## STATED EXERCISE
Gather each line below that contains the string "pixel" and copy it out in full.

Dataset entries

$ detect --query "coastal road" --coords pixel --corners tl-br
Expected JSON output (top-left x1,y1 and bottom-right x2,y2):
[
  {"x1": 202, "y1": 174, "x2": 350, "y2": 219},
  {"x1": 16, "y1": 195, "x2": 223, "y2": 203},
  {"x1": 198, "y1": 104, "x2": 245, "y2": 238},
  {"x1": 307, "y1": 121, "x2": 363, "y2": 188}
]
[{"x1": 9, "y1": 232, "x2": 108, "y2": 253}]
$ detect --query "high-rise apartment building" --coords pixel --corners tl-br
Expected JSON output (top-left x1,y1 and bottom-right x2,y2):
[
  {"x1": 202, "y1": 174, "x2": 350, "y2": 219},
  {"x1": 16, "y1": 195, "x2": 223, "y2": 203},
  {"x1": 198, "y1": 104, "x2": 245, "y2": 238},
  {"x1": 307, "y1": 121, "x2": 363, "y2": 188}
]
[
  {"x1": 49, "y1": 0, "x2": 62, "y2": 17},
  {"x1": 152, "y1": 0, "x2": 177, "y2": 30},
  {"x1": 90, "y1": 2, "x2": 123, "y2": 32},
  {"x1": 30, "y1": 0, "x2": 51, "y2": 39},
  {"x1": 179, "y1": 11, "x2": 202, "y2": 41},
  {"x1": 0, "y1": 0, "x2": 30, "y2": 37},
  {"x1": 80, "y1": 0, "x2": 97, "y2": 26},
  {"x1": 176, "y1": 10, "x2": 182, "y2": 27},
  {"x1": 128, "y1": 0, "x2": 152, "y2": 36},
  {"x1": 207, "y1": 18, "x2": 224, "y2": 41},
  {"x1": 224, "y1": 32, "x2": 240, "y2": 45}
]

## ANSWER TO THE EXERCISE
$ detect --query "coastal road" --coords pixel --corners tl-br
$ detect --query "high-rise apartment building" --coords pixel --corners tl-br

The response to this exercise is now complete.